▶ [Aim]:
Starting at the line with "Provide one point per instance of the concrete driveway, each", transcribe each line through the final one, both included, and add nothing.

▶ [Records to process]:
------------------------------------

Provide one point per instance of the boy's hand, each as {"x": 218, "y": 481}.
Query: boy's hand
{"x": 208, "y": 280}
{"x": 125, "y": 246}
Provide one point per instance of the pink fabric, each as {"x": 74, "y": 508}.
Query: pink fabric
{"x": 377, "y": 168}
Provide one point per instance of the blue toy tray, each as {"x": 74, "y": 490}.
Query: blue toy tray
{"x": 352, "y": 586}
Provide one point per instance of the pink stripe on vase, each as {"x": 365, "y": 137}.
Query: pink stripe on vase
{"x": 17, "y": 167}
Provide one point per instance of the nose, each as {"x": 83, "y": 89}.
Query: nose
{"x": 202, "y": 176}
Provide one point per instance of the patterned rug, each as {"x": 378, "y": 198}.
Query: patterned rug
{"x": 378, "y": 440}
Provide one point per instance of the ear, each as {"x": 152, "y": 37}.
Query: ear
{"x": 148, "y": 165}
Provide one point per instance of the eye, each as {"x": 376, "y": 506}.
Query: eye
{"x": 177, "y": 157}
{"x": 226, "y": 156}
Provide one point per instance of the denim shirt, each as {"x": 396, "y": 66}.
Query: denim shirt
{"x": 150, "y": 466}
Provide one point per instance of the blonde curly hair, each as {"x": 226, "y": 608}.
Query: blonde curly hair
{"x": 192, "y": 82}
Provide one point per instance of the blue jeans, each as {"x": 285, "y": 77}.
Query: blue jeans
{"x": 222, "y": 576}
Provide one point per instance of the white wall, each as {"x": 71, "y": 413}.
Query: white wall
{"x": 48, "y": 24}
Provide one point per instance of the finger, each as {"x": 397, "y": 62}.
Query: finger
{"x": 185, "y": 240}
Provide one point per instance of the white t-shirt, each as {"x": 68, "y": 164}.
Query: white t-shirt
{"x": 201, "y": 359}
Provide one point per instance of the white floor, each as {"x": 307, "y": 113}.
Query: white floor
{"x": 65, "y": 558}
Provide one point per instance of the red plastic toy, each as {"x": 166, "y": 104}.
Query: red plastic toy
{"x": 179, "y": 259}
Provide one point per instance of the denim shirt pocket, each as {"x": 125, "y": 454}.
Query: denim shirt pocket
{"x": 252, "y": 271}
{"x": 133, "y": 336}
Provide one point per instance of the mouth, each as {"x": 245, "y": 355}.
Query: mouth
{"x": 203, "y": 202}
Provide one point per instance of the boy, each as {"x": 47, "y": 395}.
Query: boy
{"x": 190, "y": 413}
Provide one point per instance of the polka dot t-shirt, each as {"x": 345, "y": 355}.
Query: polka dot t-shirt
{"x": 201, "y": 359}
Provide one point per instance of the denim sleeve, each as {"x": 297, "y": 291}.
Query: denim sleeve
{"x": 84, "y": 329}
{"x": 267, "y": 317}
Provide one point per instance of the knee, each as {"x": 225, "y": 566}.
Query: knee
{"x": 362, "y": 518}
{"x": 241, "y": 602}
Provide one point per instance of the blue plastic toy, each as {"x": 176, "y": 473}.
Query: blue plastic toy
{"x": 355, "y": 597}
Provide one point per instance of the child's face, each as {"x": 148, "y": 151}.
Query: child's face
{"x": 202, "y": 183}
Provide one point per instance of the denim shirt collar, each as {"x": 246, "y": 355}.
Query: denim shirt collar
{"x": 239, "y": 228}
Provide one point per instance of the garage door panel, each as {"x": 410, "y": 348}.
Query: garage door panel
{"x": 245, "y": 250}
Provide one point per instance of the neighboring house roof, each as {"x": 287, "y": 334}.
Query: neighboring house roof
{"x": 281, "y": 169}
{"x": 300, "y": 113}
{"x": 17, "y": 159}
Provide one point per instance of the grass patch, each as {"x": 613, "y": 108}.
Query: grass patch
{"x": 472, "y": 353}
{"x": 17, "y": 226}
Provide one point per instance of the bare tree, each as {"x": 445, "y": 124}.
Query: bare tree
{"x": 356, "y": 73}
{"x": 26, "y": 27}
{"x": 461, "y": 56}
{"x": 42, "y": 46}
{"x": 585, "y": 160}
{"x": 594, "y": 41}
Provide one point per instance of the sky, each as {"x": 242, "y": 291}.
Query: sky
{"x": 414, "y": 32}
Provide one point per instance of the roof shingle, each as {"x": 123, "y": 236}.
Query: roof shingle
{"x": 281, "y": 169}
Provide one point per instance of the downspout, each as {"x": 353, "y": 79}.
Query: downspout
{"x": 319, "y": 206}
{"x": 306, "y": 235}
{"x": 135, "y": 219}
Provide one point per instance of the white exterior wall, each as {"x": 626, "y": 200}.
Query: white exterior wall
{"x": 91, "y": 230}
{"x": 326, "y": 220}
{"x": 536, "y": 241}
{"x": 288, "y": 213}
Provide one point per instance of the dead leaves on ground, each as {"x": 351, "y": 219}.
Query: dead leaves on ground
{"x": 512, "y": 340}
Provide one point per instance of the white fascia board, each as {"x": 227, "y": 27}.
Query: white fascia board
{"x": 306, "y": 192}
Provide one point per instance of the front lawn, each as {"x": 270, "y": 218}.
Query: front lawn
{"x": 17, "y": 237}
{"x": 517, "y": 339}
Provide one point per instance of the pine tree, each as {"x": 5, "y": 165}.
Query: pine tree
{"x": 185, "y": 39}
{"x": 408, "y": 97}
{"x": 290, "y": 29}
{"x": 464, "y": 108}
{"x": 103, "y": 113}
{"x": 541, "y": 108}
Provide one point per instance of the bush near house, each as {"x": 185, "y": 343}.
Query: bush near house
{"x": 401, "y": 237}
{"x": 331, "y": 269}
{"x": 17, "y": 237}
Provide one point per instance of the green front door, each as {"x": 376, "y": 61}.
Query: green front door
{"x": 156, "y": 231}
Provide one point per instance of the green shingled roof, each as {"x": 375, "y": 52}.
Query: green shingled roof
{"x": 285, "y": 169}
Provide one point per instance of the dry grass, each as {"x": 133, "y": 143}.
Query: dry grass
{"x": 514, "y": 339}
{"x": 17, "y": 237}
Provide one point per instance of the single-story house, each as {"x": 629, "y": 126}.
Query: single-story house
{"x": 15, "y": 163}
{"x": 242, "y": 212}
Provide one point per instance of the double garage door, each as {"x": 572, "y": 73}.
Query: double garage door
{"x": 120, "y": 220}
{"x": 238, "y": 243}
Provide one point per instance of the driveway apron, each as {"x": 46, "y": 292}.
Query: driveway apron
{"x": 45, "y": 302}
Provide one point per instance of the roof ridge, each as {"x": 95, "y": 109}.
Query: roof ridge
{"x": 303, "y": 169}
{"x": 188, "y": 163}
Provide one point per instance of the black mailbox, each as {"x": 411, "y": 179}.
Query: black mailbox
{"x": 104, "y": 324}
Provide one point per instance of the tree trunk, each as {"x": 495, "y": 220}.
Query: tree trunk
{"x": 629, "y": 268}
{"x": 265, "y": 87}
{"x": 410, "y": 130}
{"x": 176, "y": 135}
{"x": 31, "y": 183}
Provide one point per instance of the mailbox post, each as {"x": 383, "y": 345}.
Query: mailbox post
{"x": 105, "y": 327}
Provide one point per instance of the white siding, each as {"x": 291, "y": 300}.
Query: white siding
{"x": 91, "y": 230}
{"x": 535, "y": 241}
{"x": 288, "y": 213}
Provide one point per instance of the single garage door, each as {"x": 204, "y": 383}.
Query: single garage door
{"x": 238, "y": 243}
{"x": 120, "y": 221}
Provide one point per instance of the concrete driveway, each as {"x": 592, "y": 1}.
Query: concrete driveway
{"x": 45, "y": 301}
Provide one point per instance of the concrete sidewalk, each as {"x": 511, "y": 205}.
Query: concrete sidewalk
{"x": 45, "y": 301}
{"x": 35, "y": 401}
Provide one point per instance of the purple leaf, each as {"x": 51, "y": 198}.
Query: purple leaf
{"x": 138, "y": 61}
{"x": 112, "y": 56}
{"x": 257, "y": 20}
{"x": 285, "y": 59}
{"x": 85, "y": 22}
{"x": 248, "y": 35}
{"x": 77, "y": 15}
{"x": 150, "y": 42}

------------------------------------

▶ [Answer in full]:
Provide one point per instance of the concrete driveway, each as {"x": 592, "y": 1}.
Query: concrete driveway
{"x": 45, "y": 301}
Provide one point per instance of the concrete sidewalk, each as {"x": 511, "y": 205}.
Query: concrete sidewalk
{"x": 45, "y": 301}
{"x": 35, "y": 401}
Provide one point per instance of the purple leaf, each as {"x": 51, "y": 198}.
Query: purple leaf
{"x": 138, "y": 61}
{"x": 112, "y": 56}
{"x": 257, "y": 20}
{"x": 285, "y": 59}
{"x": 85, "y": 22}
{"x": 248, "y": 35}
{"x": 77, "y": 15}
{"x": 150, "y": 42}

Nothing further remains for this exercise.